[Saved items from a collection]

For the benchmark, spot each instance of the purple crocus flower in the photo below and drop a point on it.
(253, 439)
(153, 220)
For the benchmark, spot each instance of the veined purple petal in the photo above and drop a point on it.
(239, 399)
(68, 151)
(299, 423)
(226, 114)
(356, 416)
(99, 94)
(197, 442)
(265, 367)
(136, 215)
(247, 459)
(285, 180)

The task —
Scale the data above by copying every line, requests included, with each coordinate in the answers multiplied by 1.65 and rounded to a whole number, halves up.

Result of this exercise —
For the benchmark, spot each instance of the purple crocus flower in the photo below and drop a point on it.
(417, 724)
(252, 363)
For the benchmark, spot each instance of the veined purple petal in the photo above and drop a point on it.
(394, 658)
(112, 249)
(493, 698)
(373, 188)
(587, 686)
(163, 155)
(325, 729)
(437, 606)
(224, 355)
(408, 757)
(470, 297)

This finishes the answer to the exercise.